Rosa signaleert dat we zoveel mogelijk proberen te meten, hij noemt dat ‘parametrische optimalisatie.’ We meten van alles, het zuurstofgehalte in je bloed (met je Apple Watch), het aantal stappen dat je loopt op een dag, de calorieën die je inneemt, het aantal clicks en likes, je productie, noem maar op. Maar het bevredigt ons niet. We weten diep weg dat beheersen en controle niet alleen een illusie zijn, maar ons ook het goede leven niet brengen.
Het onbehagen dat leeft in onze tijd, met frustratie, woede en angst, komt volgens Rosa niet doordat er zoveel economische verliezers zijn, maar doordat voor veel mensen het leven niet is wat men ervan had verwacht. Mensen kregen geen wereld waarin alles onder controle is met veel bestaanszekerheid, zoals het neoliberalisme beloofde. Ze kregen geen wereld die ze zelf konden vormgeven, maar een wereld met onzekerheid, waarin je het gevoel krijgt dat je niet goed genoeg bent en het niet goed genoeg doet, waar je de ontwikkelingen niet kunt bijbenen.

________________________

◆ **Wat je doet**:
Geef het vervolg van de tekst over meten en controle, te beginnen na de laatste zin. De items hebben niets te maken met de tekst over meten en controle.

________________________

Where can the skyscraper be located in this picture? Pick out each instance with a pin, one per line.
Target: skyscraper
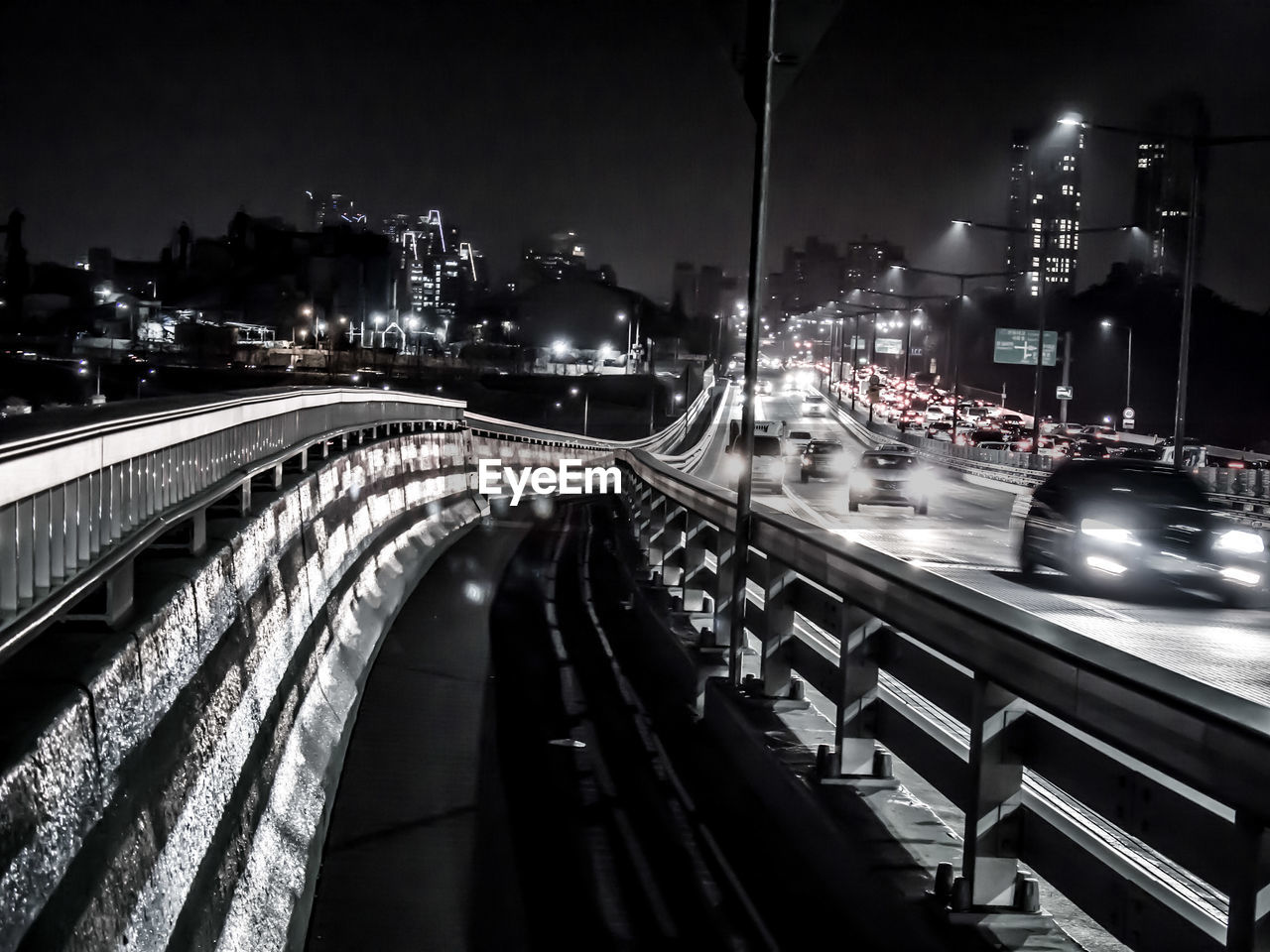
(1044, 202)
(684, 287)
(1161, 195)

________________________

◆ **Jouw antwoord**:
Rosa bepleit om anders in het leven te staan en op een andere manier het goede leven te zoeken dan door ‘controle en beheersing’. We moeten gaan voor ‘resonantie’ in onze relatie met de wereld om ons heen. Met resonantie bedoelt Rosa: levendig contact zoeken met iets buiten jezelf, je kwetsbaar openstellen voor iets wat je niet kunt beheersen. ‘Allereerst moet je voelen dat iets je aanspreekt, je aandacht trekt, fascinatie oproept. Je kunt het niet even afvinken. Je wordt door iets gegrepen, een persoon, een film, een beeld, een onderwerp waar je je in verdiept. Iets breekt door het harnas van de parametrische optimalisatie heen. Vervolgens is er jouw respons, je doet een poging contact te maken. Dat is een emotionele, affectieve reactie. En dat contact verandert je.’ (167,168). Het gaat er dus om, dat je een andere houding ontwikkelt, niet altijd beheersen, afdwingen, exploiteren, maar je kwetsbaar opstellen door te luisteren en te reageren.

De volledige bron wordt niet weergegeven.